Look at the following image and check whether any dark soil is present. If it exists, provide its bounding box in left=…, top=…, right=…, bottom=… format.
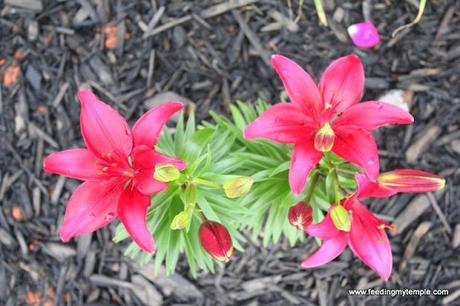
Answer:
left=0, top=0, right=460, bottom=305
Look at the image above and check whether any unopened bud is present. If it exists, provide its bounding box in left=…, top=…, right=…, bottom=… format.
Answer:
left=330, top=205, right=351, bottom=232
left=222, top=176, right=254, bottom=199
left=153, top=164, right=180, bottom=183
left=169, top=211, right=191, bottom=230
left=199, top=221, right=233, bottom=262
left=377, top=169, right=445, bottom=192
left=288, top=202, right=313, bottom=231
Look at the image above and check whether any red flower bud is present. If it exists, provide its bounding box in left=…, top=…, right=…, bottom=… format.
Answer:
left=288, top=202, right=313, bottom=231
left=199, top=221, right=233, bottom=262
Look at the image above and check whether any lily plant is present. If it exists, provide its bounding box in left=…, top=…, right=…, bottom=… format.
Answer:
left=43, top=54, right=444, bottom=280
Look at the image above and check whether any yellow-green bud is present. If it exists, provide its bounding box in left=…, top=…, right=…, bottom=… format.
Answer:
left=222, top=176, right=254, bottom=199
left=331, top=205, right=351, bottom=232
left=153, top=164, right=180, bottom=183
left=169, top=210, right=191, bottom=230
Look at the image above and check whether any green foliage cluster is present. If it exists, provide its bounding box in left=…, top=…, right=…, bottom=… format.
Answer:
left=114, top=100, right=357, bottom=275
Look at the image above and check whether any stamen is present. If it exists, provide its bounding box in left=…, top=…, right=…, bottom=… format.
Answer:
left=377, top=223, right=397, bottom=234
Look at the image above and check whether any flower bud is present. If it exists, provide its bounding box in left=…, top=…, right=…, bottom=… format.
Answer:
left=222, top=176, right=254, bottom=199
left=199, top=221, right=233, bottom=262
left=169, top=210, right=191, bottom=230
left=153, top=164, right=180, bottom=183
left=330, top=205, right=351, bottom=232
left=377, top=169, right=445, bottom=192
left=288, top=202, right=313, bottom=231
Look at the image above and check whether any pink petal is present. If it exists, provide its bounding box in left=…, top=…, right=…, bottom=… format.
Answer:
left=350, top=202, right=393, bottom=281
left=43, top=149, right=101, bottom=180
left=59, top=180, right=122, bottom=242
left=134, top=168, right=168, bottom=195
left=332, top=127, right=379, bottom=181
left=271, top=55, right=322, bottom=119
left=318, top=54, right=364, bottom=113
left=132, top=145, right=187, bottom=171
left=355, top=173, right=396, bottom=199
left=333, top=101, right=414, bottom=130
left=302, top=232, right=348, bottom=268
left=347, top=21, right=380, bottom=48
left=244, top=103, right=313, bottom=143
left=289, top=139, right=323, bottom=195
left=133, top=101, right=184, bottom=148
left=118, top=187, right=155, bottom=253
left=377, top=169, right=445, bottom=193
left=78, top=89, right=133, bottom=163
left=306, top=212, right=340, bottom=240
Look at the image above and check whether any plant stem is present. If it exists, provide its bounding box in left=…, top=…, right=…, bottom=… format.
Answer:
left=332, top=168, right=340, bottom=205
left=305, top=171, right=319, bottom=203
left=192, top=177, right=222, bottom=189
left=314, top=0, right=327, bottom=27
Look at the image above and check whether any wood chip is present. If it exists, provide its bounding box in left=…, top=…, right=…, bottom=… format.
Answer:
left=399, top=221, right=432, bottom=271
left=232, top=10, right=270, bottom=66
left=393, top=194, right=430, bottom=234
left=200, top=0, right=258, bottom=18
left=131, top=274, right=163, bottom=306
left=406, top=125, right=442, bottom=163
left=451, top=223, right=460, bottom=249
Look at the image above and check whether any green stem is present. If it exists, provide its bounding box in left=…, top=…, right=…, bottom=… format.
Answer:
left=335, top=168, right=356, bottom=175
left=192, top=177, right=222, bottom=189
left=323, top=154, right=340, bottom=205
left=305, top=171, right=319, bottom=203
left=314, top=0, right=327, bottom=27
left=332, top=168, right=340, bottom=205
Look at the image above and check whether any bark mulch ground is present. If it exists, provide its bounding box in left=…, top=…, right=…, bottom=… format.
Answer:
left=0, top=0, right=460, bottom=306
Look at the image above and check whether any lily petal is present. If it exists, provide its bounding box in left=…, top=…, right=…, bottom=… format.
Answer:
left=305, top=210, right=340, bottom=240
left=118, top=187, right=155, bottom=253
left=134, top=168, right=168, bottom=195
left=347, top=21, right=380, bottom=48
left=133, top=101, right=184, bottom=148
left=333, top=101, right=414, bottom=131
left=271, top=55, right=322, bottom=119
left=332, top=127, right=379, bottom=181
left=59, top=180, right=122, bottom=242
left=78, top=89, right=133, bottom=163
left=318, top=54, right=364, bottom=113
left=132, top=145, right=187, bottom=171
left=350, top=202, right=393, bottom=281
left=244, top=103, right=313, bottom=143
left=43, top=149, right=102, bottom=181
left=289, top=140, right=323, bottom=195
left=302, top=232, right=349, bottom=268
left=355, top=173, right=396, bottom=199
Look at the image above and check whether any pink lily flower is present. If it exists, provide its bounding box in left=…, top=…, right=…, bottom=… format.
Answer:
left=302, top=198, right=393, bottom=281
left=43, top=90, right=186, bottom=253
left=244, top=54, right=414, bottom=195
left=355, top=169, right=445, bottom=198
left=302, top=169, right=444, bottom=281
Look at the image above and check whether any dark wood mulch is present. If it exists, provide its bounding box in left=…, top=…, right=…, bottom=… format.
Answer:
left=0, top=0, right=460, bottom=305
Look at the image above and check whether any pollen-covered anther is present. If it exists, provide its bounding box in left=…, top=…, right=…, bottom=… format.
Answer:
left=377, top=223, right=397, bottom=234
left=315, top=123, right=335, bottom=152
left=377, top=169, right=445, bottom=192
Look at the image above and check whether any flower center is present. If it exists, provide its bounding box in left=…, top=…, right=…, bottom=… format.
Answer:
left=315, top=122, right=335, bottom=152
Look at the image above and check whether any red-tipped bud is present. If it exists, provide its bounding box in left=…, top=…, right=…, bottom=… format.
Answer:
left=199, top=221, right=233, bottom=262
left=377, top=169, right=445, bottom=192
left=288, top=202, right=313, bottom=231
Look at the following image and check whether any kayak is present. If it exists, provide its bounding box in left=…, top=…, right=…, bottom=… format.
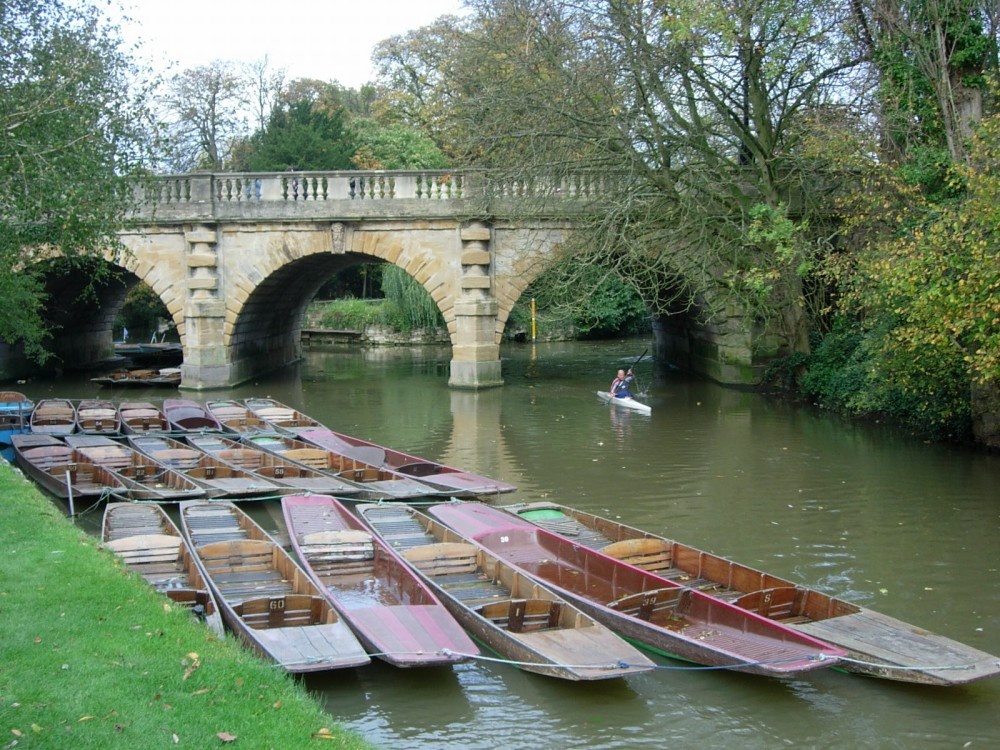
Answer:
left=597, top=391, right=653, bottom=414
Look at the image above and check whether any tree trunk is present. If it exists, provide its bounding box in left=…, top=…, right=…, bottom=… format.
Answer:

┄┄┄┄┄┄

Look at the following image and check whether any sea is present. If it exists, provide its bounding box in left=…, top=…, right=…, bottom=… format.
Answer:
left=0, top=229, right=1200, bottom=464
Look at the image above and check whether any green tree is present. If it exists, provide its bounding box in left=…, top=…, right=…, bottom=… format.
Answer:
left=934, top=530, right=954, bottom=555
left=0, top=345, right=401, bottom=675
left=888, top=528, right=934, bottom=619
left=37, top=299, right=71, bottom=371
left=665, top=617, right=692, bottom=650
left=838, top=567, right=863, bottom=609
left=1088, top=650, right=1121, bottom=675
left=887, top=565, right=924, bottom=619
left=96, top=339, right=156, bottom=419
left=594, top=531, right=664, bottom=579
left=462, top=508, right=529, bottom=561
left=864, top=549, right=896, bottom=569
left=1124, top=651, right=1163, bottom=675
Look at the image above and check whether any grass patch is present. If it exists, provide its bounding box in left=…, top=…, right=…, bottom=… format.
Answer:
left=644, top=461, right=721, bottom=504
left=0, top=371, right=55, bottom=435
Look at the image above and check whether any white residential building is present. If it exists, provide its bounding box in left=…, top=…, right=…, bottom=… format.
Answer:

┄┄┄┄┄┄

Express the data between the line holding "Look at the image above and check whether any stamen" and the line holding "left=306, top=212, right=340, bottom=240", inclusive, as a two-column CSV with the columns text and answer. Put one row per item, with each field in double quotes and every line break turned into a space.

text,answer
"Look at the image above and check whether any stamen is present. If it exists, provide its bounding box in left=…, top=…, right=…, bottom=… format. Answer:","left=377, top=223, right=397, bottom=234"
"Look at the image above and check whether any flower bud is present. If it exists, provide its bounding box in left=…, top=…, right=…, bottom=… format. Answer:","left=222, top=176, right=254, bottom=199 left=199, top=221, right=233, bottom=262 left=169, top=210, right=191, bottom=230 left=153, top=164, right=180, bottom=183 left=330, top=205, right=351, bottom=232 left=377, top=169, right=445, bottom=192 left=288, top=202, right=313, bottom=231"
"Look at the image above and check whether any pink petal is present. If it exists, provide its bounding box in left=…, top=…, right=…, bottom=… format. Answer:","left=350, top=202, right=393, bottom=281 left=43, top=149, right=101, bottom=180 left=59, top=180, right=122, bottom=242 left=134, top=168, right=168, bottom=195 left=332, top=127, right=379, bottom=181 left=271, top=55, right=322, bottom=119 left=318, top=54, right=364, bottom=113 left=132, top=145, right=187, bottom=171 left=355, top=173, right=396, bottom=199 left=333, top=101, right=414, bottom=130 left=302, top=232, right=348, bottom=268 left=347, top=21, right=380, bottom=48 left=244, top=103, right=313, bottom=143 left=289, top=139, right=323, bottom=195 left=133, top=101, right=184, bottom=148 left=118, top=187, right=155, bottom=253 left=377, top=169, right=445, bottom=193 left=78, top=89, right=133, bottom=163 left=306, top=212, right=340, bottom=240"